Render the lines of the items from the one containing "Annotation task — tag the stack" through the one containing "[(896, 232)]", inclusive, as a Markdown table with the columns Row and Line, skipping any blank lines.
^^^^
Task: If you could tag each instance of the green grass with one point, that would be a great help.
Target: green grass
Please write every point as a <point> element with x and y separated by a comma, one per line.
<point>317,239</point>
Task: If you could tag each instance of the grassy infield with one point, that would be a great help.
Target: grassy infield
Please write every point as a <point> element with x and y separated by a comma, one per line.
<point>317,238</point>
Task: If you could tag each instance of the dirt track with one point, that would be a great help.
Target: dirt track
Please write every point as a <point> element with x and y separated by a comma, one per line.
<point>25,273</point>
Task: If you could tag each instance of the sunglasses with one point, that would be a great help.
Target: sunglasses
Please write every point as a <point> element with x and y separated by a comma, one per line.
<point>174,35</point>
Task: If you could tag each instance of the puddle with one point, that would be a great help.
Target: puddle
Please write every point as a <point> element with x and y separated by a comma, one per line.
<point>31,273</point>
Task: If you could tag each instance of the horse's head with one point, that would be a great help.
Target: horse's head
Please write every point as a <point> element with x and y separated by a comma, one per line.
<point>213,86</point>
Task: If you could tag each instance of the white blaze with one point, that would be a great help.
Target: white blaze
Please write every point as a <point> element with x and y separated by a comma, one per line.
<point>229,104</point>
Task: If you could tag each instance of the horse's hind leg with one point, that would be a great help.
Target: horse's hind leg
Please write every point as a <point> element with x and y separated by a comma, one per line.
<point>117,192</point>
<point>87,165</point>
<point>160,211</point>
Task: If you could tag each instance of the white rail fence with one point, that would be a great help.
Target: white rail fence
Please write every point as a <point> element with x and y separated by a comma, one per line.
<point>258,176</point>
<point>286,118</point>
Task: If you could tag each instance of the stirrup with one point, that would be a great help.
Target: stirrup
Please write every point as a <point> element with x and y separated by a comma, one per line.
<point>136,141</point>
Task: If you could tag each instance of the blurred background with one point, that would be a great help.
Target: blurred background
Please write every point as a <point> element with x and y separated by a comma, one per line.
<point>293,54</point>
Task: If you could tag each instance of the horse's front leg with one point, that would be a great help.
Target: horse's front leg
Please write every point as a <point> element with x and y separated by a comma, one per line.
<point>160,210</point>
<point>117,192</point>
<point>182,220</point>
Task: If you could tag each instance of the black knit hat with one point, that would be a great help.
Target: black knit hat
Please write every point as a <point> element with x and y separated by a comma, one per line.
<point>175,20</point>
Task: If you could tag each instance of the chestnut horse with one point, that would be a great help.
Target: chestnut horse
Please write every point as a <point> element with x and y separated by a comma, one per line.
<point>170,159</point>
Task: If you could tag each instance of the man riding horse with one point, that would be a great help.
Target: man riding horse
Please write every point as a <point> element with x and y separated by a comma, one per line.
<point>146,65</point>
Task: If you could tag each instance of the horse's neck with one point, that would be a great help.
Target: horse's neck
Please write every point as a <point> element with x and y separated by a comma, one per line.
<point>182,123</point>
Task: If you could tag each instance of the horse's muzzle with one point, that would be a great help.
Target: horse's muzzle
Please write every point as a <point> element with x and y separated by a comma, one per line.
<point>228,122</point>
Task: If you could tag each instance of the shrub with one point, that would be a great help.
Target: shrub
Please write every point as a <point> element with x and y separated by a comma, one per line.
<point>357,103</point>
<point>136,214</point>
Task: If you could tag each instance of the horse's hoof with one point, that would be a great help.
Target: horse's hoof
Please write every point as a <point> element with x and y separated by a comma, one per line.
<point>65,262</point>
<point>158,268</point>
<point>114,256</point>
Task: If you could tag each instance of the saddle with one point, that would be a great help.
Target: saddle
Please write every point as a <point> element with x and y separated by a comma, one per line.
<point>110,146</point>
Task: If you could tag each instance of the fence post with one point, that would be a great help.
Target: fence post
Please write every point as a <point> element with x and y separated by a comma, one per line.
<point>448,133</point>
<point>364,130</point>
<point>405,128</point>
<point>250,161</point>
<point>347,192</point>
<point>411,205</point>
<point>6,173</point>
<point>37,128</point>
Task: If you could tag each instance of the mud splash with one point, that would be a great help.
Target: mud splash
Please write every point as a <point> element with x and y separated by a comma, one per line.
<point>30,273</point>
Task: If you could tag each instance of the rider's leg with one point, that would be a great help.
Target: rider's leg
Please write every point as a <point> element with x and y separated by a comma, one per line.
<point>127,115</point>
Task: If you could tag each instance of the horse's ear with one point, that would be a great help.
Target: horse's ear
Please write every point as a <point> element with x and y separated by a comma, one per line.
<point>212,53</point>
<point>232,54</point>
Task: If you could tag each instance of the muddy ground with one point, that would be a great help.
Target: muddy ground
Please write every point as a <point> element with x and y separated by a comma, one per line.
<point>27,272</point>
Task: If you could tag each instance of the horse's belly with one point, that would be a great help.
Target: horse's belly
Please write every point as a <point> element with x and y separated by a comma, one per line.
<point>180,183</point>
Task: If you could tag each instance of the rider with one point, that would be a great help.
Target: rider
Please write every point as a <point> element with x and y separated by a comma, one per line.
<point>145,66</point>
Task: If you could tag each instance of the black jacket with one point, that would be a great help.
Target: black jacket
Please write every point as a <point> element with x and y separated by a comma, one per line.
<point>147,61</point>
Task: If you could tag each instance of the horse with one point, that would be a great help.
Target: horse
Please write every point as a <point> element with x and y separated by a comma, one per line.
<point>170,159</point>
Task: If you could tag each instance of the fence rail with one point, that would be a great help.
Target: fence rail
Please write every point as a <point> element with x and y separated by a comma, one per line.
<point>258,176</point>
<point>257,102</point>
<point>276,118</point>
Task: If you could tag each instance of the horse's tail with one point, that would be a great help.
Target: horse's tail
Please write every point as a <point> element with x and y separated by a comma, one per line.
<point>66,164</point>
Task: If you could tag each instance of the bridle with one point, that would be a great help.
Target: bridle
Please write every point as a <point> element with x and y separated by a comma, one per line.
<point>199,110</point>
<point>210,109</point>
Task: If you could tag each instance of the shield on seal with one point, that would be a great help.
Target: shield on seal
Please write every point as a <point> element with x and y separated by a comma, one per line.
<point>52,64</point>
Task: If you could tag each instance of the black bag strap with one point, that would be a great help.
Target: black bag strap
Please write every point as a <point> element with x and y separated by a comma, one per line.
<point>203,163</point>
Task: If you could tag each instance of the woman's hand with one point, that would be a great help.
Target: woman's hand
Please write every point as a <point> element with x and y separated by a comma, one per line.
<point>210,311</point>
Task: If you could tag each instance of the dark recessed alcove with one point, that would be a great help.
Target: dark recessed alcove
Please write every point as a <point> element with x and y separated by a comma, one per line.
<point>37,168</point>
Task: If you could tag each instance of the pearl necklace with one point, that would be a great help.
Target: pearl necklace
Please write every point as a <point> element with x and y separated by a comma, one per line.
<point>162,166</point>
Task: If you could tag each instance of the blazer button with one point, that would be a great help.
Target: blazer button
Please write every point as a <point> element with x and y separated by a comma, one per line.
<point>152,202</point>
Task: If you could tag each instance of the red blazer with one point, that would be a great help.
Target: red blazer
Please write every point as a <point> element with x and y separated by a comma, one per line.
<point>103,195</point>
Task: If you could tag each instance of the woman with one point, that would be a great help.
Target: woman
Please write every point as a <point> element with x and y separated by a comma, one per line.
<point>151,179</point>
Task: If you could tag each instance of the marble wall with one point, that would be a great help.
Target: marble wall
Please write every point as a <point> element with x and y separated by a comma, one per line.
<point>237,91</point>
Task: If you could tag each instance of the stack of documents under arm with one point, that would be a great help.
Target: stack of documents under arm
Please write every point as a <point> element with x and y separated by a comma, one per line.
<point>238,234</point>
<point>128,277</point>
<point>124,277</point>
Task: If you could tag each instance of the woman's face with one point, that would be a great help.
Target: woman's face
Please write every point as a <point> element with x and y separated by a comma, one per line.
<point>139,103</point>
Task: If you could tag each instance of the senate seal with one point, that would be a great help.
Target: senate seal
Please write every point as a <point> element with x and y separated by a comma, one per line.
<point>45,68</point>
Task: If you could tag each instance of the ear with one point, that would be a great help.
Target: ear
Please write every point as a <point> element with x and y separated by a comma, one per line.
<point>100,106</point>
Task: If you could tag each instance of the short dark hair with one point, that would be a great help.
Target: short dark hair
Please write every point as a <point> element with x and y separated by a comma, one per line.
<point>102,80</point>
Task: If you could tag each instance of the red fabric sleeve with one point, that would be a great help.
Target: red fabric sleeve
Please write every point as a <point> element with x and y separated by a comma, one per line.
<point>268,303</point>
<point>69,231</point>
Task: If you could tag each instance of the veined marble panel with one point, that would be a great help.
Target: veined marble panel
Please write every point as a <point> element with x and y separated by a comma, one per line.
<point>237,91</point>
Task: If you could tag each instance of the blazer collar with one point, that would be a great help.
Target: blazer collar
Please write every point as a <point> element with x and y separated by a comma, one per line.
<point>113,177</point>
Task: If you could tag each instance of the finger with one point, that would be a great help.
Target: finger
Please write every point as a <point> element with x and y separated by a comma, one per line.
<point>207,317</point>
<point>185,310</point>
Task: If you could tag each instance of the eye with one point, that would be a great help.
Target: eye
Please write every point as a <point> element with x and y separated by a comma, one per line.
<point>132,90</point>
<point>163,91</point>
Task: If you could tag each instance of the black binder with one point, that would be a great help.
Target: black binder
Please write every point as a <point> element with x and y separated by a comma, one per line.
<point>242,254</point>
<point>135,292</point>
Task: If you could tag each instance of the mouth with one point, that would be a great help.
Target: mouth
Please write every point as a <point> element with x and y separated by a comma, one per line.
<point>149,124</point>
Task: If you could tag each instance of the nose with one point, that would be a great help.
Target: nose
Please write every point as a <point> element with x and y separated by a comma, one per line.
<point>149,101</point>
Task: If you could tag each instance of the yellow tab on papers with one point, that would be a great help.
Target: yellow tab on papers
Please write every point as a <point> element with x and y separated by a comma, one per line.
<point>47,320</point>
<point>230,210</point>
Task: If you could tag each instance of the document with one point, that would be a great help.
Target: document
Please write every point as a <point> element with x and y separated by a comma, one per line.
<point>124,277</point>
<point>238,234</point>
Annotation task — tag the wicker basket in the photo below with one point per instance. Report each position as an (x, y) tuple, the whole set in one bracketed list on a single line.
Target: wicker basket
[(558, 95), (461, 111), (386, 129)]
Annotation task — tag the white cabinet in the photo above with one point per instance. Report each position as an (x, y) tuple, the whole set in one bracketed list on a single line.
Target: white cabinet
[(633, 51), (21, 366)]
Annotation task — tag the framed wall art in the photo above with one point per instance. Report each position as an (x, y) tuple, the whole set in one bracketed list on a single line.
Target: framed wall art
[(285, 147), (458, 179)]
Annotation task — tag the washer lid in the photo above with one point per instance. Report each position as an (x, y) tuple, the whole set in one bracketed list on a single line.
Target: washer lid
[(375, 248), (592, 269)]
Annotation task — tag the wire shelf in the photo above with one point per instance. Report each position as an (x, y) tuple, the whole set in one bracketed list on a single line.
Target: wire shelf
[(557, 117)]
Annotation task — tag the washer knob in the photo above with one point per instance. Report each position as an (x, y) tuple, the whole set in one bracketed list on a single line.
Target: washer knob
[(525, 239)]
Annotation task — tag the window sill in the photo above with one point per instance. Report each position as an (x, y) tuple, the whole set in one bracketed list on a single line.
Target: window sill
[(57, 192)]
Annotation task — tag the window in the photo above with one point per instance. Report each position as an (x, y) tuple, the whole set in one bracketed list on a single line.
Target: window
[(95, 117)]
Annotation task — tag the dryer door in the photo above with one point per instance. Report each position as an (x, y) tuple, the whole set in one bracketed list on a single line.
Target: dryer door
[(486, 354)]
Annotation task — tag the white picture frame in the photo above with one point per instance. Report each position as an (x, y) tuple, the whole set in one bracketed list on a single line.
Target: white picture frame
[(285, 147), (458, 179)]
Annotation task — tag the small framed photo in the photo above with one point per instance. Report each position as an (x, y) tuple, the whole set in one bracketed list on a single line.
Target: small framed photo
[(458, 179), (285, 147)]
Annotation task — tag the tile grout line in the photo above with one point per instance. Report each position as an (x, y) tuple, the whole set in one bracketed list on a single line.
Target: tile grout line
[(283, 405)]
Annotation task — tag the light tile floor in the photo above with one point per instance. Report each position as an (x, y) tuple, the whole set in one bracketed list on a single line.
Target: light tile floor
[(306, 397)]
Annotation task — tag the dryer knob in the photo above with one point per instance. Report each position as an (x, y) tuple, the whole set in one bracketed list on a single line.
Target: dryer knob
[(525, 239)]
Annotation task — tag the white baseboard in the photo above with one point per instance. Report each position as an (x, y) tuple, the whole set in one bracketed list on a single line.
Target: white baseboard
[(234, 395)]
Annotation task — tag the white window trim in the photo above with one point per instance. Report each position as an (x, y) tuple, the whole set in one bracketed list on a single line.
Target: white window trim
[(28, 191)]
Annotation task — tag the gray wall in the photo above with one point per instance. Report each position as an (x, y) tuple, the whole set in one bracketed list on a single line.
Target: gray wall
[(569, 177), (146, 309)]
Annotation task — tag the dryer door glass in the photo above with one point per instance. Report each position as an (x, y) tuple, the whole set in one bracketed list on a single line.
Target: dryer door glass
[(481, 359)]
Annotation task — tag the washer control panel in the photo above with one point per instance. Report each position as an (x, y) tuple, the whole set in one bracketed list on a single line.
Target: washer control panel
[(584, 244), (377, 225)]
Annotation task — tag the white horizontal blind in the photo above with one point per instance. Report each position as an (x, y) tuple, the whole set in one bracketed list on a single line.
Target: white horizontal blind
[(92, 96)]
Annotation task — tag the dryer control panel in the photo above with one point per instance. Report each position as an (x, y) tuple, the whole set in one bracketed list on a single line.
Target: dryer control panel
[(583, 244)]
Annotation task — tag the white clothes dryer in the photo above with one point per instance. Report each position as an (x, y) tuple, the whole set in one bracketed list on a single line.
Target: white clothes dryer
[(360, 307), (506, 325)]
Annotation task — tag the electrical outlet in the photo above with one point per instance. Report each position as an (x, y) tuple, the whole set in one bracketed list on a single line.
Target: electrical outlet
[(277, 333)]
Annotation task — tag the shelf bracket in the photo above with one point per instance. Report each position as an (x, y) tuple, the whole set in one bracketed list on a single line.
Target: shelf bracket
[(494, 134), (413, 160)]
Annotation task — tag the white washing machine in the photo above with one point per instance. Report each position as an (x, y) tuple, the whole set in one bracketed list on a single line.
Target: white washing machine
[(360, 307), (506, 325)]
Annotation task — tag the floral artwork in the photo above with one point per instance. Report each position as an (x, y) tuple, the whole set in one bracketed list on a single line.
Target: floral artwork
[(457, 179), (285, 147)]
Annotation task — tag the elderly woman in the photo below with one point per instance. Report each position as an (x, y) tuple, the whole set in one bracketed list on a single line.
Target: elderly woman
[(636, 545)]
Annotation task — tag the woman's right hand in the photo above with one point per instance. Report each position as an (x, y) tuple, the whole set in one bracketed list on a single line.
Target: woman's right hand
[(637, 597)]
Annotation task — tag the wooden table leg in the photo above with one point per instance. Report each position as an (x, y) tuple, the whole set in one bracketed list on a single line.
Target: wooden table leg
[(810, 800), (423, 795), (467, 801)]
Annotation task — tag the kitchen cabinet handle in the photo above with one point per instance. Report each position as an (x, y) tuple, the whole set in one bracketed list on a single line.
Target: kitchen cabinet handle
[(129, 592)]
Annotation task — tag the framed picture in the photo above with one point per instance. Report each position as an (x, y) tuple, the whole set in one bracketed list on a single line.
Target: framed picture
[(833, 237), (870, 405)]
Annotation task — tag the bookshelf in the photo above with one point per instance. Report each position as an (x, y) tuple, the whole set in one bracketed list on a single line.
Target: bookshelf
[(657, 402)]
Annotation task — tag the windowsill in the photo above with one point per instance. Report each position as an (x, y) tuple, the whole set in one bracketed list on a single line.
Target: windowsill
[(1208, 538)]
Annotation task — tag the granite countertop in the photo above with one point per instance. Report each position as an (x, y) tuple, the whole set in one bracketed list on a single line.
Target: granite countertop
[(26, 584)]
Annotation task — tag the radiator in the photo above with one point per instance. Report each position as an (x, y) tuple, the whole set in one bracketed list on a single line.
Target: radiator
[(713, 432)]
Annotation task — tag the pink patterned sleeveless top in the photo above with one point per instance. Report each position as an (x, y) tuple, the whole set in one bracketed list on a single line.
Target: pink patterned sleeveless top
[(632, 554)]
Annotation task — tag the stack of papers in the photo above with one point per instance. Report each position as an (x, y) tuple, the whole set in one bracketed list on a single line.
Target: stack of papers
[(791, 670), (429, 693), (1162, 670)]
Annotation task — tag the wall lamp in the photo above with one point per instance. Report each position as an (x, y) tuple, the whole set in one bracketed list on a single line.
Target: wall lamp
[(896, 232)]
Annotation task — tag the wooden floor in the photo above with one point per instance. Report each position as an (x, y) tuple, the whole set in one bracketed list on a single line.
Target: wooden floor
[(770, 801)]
^^^^
- RESPONSE:
| Row | Line |
|---|---|
| 1 | Annotation task — tag the stack of papers in the photo above with one point per instance. Report each position as an (x, y) tuple, the whole set in one bracketed list on a single line. |
| 2 | Target: stack of papers |
| 3 | [(791, 670), (429, 693), (1162, 670)] |
| 4 | Annotation task — tag the wall lamp in the photo above with one point per instance. Report each position as an (x, y) tuple, the whole set in one bracketed list on a single line. |
| 5 | Target: wall lamp |
| 6 | [(896, 232)] |